**Zitierte Passage:**
────────────────────
Die Kosten des Krieges

Im russischen Haushaltsentwurf tauchen die Kosten für den Tschetschnien-Feldzug nicht auf / IWF-Kredite sind gefährdet  ■ Aus Moskau Klaus-Helge Donath

Vertreter des offiziellen Moskau sind dieser Tage auffallend bemüht, die ökonomischen Folgen des kaukasischen Vernichtungsfeldzugs herunterzuspielen. Gefahren für die gesamtwirtschaftliche Stabilität und die Einhaltung des beabsichtigten Sparkurses 1995 bestehen nicht, so der einhellige Tenor. Im Interview mit der Tageszeitung Iswestija meinte Vizepremier Anatolij Tschubais, die Ereignisse in Tschetschenien seien zwar tragisch, aber wirtschaftlich nicht sehr bedeutend. Man könne darüber streiten, ob die Kosten vier oder fünf Billionen Rubel ausmachten: „Das ist ein halbes Prozent des Bruttosozialproduktes.“ Selbst bei einem Prozent hätte das keine qualitativen Konsequenzen für den Haushalt, so Tschubais, einer der letzten Reformer im Kabinett und bis November Privatisierungsminister. Der Zeitung Sewodnja zufolge geht der Kreml selbst in inoffiziellen Berechnungen von mindestens 15 Billionen Rubel (vier Milliarden US-Dollar) aus. Allein die Wiederherstellung zerstörter Infrastruktur schluckt voraussichtlich zehn Billionen Rubel, während die militärische Operation um die fünf Billionen kostet. Unabhängige Kalkulationen kamen zu ähnlichen Ergebnissen.

Wirtschaftsminister Jewgenij Jassin kündigte an, das Budget für 1995 werde neu überschlagen, um Tschetschenien miteinzubeziehen. Das anvisierte Gesamtdefizit solle aber keinesfalls überzogen werden. Das Wirtschaftsministerium geht bei den Folgekosten für die Infrastruktur von lediglich 3,1 Billionen aus. Die Summe scheint außerordentlich niedrig angesichts der völlig zerstörten Stadt Grosny und ihrer Schlüsselindustrien. Angeblich konnte der Krieg bisher aus einem Sonderfonds der Sicherheitsministerien finanziert werden, ohne den Staatshaushalt zusätzlich zu belasten. Darüber sind Zweifel mehr als angebracht. Der neue Haushaltsentwurf des Finanzministeriums vom Ende letzter Woche erwähnt aber seltsamerweise die Kosten des Krieges mit keinem Wort. 160 Billionen Rubel Einnahmen stehen Ausgaben von 230 Billionen gegenüber.

Die Möglichkeit allerdings, Internationaler Währungsfonds (IWF) und Weltbank könnten die insgesamt 12 Milliarden Dollar Kredite für das laufende Jahr einfrieren, rief Beunruhigung hervor. „Das zu tun, bedeutete zu zerstören, was drei bis vier Jahre sorgfältiger Arbeit gekostet hat. Es wäre ein schwerer Fehler“, verlautete aus dem Umkreis des Präsidenten. Die Kredite sollten ein Haushaltsloch von 7,7 Prozent des Bruttosozialprodukts überbrücken. Ohne die Gelder werde die monatliche Inflation mit Jahresende 30 Prozent erreichen, prognostizieren Analytiker in der Regierung. Angepeilt hatte die russische Zentralbank dagegen eine Inflationsrate zwischen zwei und drei Prozent. Schon im letzten Monat lag die Inflation bei mehr als 16 Prozent.
────────────────────
**Datensatzauszüge:**
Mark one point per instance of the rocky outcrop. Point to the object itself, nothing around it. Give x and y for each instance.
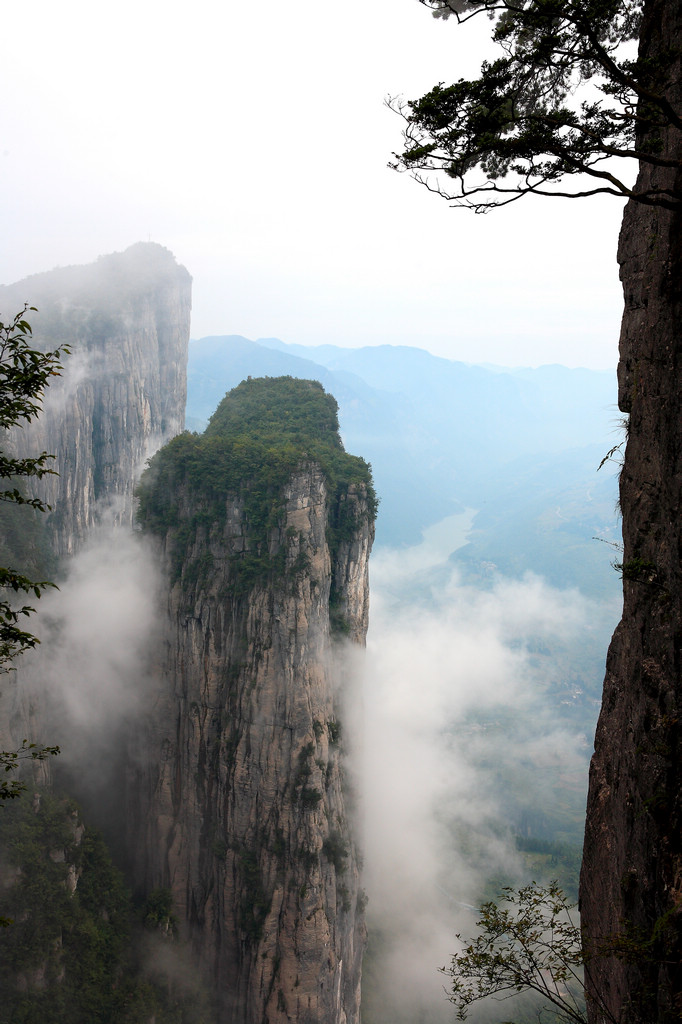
(631, 889)
(242, 802)
(122, 394)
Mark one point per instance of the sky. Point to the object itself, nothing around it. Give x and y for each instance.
(252, 139)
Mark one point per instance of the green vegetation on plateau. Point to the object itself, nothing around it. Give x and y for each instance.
(262, 432)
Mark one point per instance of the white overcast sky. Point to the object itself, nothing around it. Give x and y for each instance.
(251, 138)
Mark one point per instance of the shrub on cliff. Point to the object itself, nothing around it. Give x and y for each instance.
(263, 431)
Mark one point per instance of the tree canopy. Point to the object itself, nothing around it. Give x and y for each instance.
(566, 96)
(25, 373)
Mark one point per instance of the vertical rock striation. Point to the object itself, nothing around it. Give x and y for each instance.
(631, 883)
(123, 391)
(241, 803)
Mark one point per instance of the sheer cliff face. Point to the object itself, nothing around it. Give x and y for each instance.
(123, 390)
(632, 871)
(243, 804)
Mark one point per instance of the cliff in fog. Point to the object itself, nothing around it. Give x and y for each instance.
(126, 318)
(631, 886)
(241, 804)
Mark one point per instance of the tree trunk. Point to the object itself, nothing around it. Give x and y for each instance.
(631, 885)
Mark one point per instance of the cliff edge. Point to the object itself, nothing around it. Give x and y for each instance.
(241, 803)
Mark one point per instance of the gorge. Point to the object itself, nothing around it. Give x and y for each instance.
(236, 803)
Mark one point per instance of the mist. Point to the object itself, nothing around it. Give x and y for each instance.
(96, 632)
(460, 710)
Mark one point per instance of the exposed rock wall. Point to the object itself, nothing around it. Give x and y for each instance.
(240, 801)
(123, 390)
(632, 870)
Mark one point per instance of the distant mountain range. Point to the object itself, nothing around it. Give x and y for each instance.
(522, 446)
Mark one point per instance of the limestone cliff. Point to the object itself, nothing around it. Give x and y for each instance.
(632, 872)
(123, 391)
(241, 802)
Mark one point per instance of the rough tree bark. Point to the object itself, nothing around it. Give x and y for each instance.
(632, 870)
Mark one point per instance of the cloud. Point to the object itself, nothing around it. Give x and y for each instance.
(95, 636)
(461, 709)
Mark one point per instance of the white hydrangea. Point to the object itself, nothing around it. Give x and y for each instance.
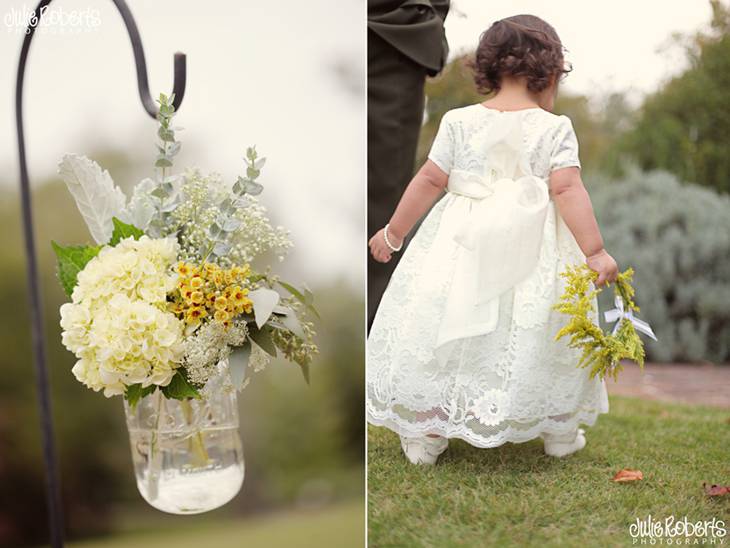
(117, 324)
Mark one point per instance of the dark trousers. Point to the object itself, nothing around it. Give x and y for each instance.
(395, 113)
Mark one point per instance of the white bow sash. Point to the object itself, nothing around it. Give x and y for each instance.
(500, 237)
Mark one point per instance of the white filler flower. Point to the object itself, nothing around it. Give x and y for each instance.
(118, 325)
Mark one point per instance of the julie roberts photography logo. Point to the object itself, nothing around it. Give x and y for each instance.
(54, 19)
(682, 532)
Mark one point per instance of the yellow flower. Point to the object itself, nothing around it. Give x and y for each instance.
(218, 278)
(195, 313)
(221, 316)
(241, 272)
(183, 269)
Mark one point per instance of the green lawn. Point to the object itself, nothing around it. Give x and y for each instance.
(340, 526)
(514, 495)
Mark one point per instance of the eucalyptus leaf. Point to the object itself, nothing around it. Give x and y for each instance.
(292, 324)
(214, 231)
(221, 248)
(305, 297)
(253, 188)
(231, 224)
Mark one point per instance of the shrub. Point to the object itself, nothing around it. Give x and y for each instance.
(677, 238)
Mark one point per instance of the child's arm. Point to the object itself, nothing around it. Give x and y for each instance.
(420, 194)
(574, 205)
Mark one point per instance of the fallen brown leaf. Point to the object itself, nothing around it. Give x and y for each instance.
(716, 490)
(627, 474)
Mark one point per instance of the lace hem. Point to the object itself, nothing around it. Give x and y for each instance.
(510, 434)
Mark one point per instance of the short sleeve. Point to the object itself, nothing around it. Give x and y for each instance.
(442, 149)
(565, 146)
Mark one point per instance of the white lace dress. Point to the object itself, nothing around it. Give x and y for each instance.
(512, 381)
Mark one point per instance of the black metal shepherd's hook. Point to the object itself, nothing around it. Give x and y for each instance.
(55, 513)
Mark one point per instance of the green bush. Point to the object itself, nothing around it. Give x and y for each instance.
(677, 238)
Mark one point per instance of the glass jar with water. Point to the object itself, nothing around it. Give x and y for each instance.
(187, 454)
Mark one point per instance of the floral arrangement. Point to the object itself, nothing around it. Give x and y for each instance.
(168, 295)
(602, 352)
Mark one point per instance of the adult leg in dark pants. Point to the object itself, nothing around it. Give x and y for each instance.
(395, 113)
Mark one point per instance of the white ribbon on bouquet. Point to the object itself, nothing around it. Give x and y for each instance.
(618, 314)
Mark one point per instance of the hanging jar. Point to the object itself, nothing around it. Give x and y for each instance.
(187, 454)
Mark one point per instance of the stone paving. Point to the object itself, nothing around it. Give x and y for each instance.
(703, 383)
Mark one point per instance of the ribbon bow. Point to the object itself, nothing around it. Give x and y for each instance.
(504, 228)
(618, 314)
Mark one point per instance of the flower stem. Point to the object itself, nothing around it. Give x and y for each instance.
(197, 444)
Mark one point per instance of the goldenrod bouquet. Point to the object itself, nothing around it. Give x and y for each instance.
(168, 295)
(602, 352)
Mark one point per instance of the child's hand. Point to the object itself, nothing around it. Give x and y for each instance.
(378, 248)
(605, 265)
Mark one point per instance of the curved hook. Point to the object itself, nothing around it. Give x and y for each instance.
(178, 86)
(53, 499)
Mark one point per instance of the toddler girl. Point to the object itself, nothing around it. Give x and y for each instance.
(462, 345)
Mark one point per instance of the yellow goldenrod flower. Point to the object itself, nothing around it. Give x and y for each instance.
(195, 313)
(183, 269)
(218, 278)
(221, 316)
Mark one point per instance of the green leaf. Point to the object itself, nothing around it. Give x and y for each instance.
(262, 337)
(180, 388)
(253, 188)
(166, 135)
(135, 392)
(123, 230)
(306, 297)
(238, 362)
(305, 371)
(71, 261)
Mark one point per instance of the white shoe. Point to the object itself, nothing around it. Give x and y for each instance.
(424, 450)
(562, 445)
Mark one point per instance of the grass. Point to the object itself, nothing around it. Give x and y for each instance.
(339, 526)
(514, 495)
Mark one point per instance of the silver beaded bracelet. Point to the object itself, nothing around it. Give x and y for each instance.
(387, 241)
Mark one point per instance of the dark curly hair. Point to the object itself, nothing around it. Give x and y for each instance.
(521, 45)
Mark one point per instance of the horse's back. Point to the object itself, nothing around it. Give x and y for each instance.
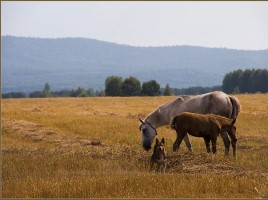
(217, 103)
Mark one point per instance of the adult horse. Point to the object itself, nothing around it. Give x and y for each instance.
(217, 103)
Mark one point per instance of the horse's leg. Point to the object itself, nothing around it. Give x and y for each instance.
(187, 142)
(151, 165)
(226, 142)
(207, 142)
(177, 143)
(214, 143)
(233, 142)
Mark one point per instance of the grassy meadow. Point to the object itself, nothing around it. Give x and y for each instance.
(91, 148)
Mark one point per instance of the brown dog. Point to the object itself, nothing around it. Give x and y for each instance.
(159, 156)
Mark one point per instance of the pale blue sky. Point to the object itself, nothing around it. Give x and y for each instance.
(236, 25)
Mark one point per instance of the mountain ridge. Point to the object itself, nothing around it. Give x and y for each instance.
(66, 63)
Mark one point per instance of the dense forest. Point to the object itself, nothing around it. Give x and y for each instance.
(238, 81)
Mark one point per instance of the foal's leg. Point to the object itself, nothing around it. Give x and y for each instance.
(207, 142)
(233, 142)
(226, 142)
(177, 143)
(214, 143)
(187, 142)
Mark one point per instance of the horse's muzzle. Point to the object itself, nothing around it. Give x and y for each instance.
(147, 147)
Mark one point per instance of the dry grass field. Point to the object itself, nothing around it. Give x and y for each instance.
(91, 147)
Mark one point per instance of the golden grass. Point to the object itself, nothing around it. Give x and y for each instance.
(47, 152)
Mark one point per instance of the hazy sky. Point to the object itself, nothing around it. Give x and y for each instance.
(237, 25)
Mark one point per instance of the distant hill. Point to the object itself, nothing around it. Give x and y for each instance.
(27, 63)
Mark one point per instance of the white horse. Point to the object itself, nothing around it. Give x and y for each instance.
(217, 103)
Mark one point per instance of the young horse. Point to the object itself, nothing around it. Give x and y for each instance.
(207, 126)
(159, 156)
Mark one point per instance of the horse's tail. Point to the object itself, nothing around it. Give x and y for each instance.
(236, 107)
(173, 123)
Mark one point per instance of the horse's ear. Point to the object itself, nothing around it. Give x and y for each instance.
(233, 122)
(141, 121)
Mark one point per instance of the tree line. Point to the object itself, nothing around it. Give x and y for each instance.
(247, 81)
(238, 81)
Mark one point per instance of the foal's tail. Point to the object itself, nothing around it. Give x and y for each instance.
(236, 107)
(173, 123)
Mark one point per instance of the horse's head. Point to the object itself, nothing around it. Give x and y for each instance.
(148, 133)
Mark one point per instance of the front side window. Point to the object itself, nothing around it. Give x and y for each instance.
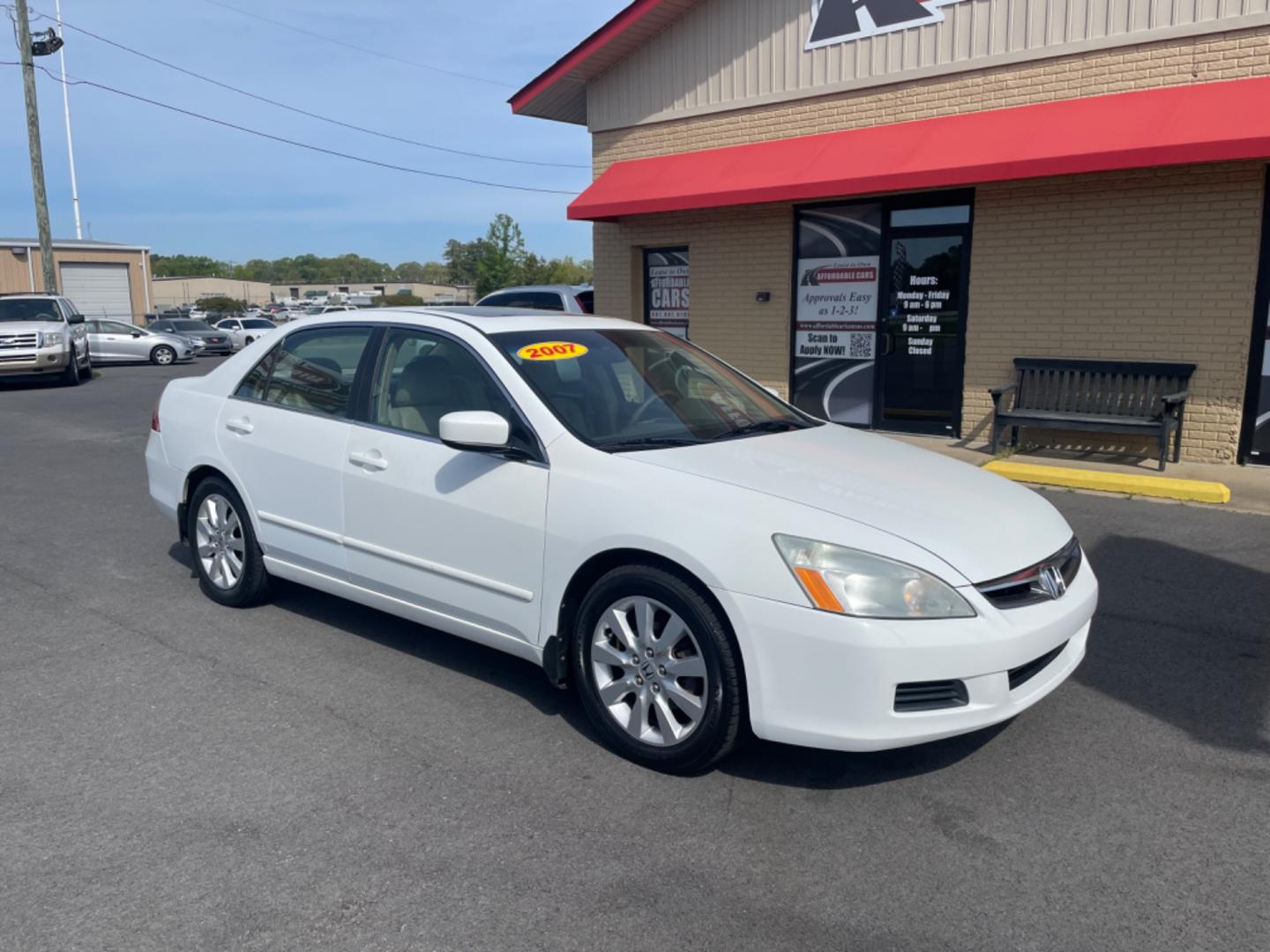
(635, 390)
(424, 376)
(29, 309)
(314, 369)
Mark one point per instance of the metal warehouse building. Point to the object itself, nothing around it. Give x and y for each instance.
(874, 206)
(104, 279)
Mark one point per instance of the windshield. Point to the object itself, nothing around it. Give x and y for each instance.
(638, 390)
(29, 309)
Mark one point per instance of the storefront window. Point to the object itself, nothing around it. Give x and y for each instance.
(836, 311)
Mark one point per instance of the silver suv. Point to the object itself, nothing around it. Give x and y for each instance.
(43, 334)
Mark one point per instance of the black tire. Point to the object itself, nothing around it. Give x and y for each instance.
(70, 377)
(719, 729)
(253, 584)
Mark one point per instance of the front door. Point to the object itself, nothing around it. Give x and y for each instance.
(923, 331)
(285, 432)
(1255, 438)
(458, 533)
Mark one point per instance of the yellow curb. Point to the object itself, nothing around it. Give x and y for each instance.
(1163, 487)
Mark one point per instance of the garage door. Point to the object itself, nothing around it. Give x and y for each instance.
(98, 290)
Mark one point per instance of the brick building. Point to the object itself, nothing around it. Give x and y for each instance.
(875, 205)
────────────────────
Schreiben Sie aus dem Artikel über die Kosten des Krieges den Wortlaut zwischen „Wirtschaftsminister Jewgenij Jassin“ und „230 Billionen gegenüber.“, beide einschließlich, unverändert ab. Die Zeilen werden für die Bearbeitung nicht benötigt.

**Antwort:**
Wirtschaftsminister Jewgenij Jassin kündigte an, das Budget für 1995 werde neu überschlagen, um Tschetschenien miteinzubeziehen. Das anvisierte Gesamtdefizit solle aber keinesfalls überzogen werden. Das Wirtschaftsministerium geht bei den Folgekosten für die Infrastruktur von lediglich 3,1 Billionen aus. Die Summe scheint außerordentlich niedrig angesichts der völlig zerstörten Stadt Grosny und ihrer Schlüsselindustrien. Angeblich konnte der Krieg bisher aus einem Sonderfonds der Sicherheitsministerien finanziert werden, ohne den Staatshaushalt zusätzlich zu belasten. Darüber sind Zweifel mehr als angebracht. Der neue Haushaltsentwurf des Finanzministeriums vom Ende letzter Woche erwähnt aber seltsamerweise die Kosten des Krieges mit keinem Wort. 160 Billionen Rubel Einnahmen stehen Ausgaben von 230 Billionen gegenüber.